## WRITTEN TASK
Count the lines in the listing below that contain the word "mountain", matching case exactly, and reply with only that number.

>> BEGIN

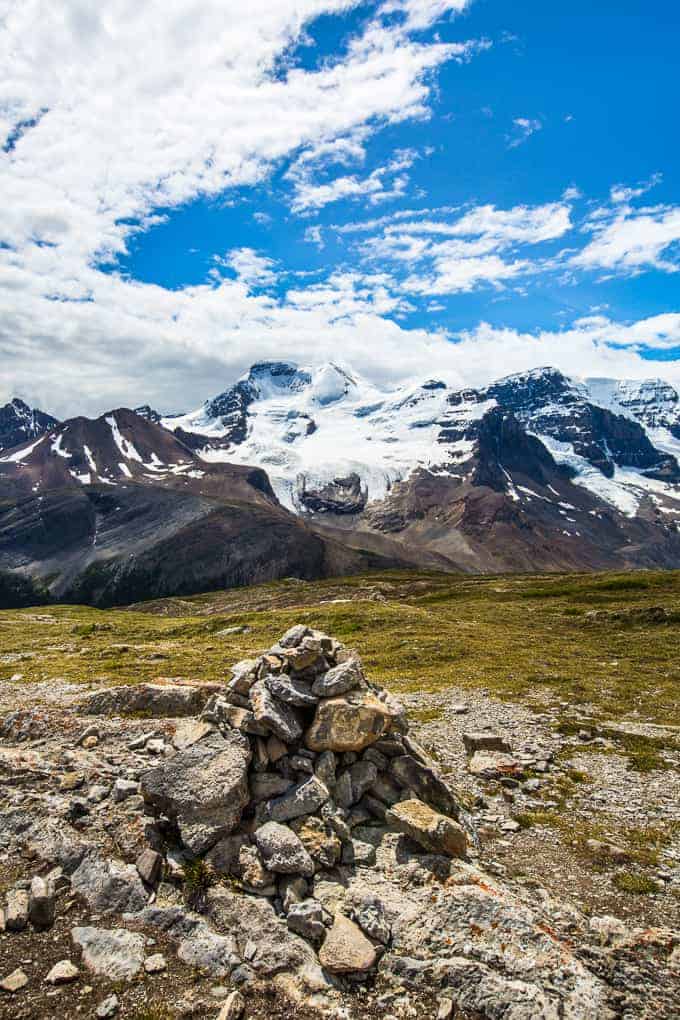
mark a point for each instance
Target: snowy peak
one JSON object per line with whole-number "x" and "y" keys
{"x": 18, "y": 422}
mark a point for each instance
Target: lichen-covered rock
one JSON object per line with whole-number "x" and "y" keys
{"x": 433, "y": 831}
{"x": 116, "y": 954}
{"x": 347, "y": 950}
{"x": 151, "y": 700}
{"x": 204, "y": 787}
{"x": 351, "y": 722}
{"x": 277, "y": 716}
{"x": 301, "y": 800}
{"x": 282, "y": 851}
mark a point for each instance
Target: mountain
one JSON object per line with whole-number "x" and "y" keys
{"x": 308, "y": 472}
{"x": 19, "y": 422}
{"x": 116, "y": 509}
{"x": 534, "y": 471}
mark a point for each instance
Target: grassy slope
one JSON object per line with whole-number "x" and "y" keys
{"x": 522, "y": 638}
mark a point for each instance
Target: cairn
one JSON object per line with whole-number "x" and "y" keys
{"x": 298, "y": 750}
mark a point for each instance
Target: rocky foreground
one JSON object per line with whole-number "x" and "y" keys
{"x": 224, "y": 850}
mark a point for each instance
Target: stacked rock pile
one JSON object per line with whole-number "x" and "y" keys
{"x": 297, "y": 751}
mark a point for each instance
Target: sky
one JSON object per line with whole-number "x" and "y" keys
{"x": 409, "y": 188}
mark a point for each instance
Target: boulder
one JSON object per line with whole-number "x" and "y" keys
{"x": 426, "y": 782}
{"x": 275, "y": 715}
{"x": 484, "y": 741}
{"x": 292, "y": 690}
{"x": 351, "y": 722}
{"x": 282, "y": 851}
{"x": 431, "y": 830}
{"x": 151, "y": 700}
{"x": 109, "y": 886}
{"x": 116, "y": 954}
{"x": 301, "y": 800}
{"x": 494, "y": 765}
{"x": 340, "y": 679}
{"x": 346, "y": 949}
{"x": 42, "y": 903}
{"x": 16, "y": 910}
{"x": 204, "y": 787}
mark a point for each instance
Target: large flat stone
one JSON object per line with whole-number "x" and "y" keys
{"x": 351, "y": 722}
{"x": 431, "y": 830}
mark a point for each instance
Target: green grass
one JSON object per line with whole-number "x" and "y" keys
{"x": 630, "y": 881}
{"x": 525, "y": 639}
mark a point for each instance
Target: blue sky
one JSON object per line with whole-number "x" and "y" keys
{"x": 467, "y": 185}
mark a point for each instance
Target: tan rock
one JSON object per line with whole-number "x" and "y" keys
{"x": 350, "y": 723}
{"x": 346, "y": 949}
{"x": 432, "y": 830}
{"x": 62, "y": 973}
{"x": 14, "y": 981}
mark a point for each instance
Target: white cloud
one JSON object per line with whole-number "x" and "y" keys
{"x": 629, "y": 241}
{"x": 622, "y": 193}
{"x": 474, "y": 244}
{"x": 524, "y": 129}
{"x": 251, "y": 268}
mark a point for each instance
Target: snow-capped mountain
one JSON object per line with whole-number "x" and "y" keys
{"x": 332, "y": 443}
{"x": 19, "y": 422}
{"x": 315, "y": 471}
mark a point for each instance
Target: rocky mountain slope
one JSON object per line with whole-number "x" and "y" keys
{"x": 114, "y": 509}
{"x": 535, "y": 471}
{"x": 306, "y": 471}
{"x": 237, "y": 854}
{"x": 18, "y": 422}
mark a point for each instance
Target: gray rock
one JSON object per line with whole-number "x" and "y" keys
{"x": 340, "y": 679}
{"x": 253, "y": 919}
{"x": 223, "y": 858}
{"x": 306, "y": 919}
{"x": 108, "y": 1008}
{"x": 253, "y": 872}
{"x": 295, "y": 635}
{"x": 433, "y": 831}
{"x": 42, "y": 903}
{"x": 347, "y": 950}
{"x": 151, "y": 700}
{"x": 426, "y": 783}
{"x": 213, "y": 954}
{"x": 155, "y": 964}
{"x": 244, "y": 675}
{"x": 204, "y": 787}
{"x": 280, "y": 718}
{"x": 301, "y": 800}
{"x": 264, "y": 785}
{"x": 293, "y": 888}
{"x": 149, "y": 865}
{"x": 109, "y": 886}
{"x": 115, "y": 954}
{"x": 359, "y": 854}
{"x": 291, "y": 690}
{"x": 16, "y": 910}
{"x": 371, "y": 918}
{"x": 232, "y": 1008}
{"x": 63, "y": 973}
{"x": 122, "y": 788}
{"x": 353, "y": 783}
{"x": 484, "y": 741}
{"x": 14, "y": 981}
{"x": 281, "y": 850}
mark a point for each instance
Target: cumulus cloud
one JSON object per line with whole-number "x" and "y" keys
{"x": 469, "y": 250}
{"x": 630, "y": 241}
{"x": 523, "y": 129}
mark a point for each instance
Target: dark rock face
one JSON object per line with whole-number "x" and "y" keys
{"x": 18, "y": 423}
{"x": 343, "y": 496}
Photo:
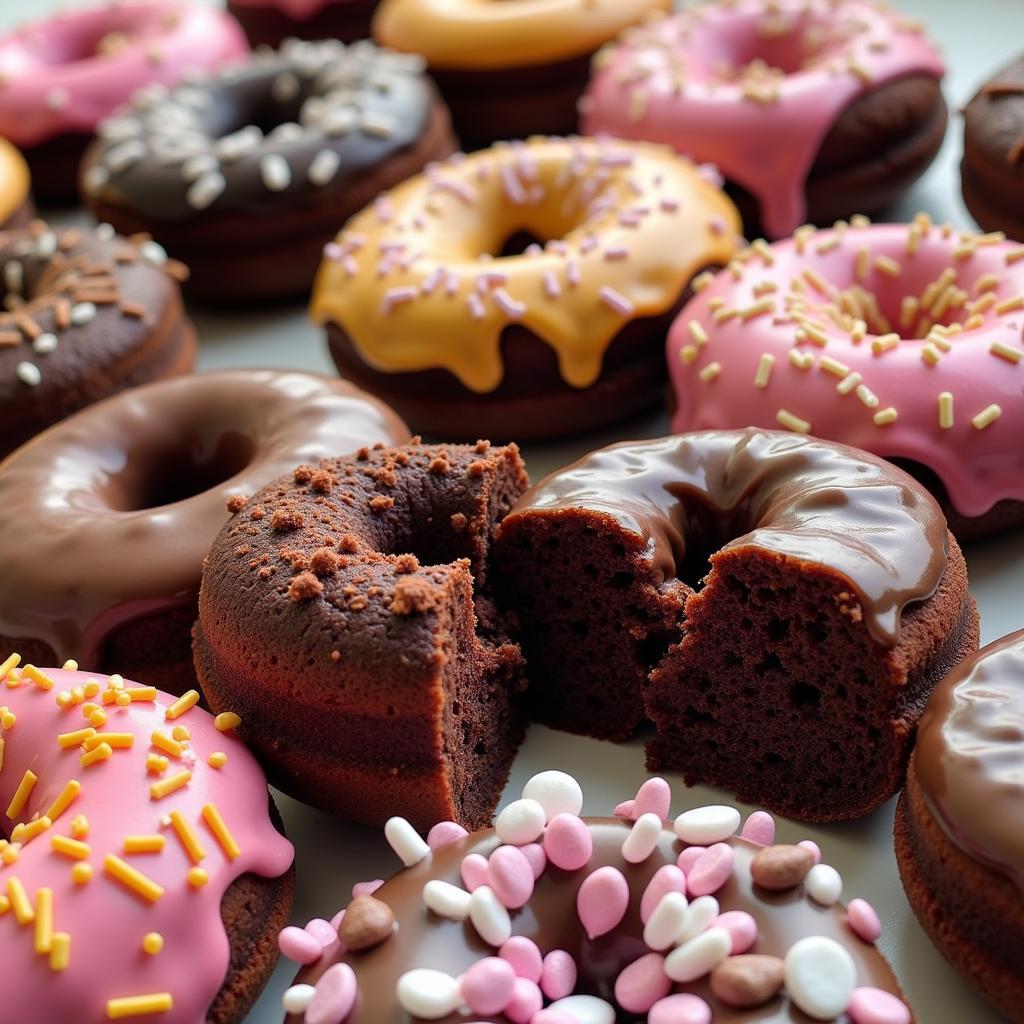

>> END

## FINISHED EXERCISE
3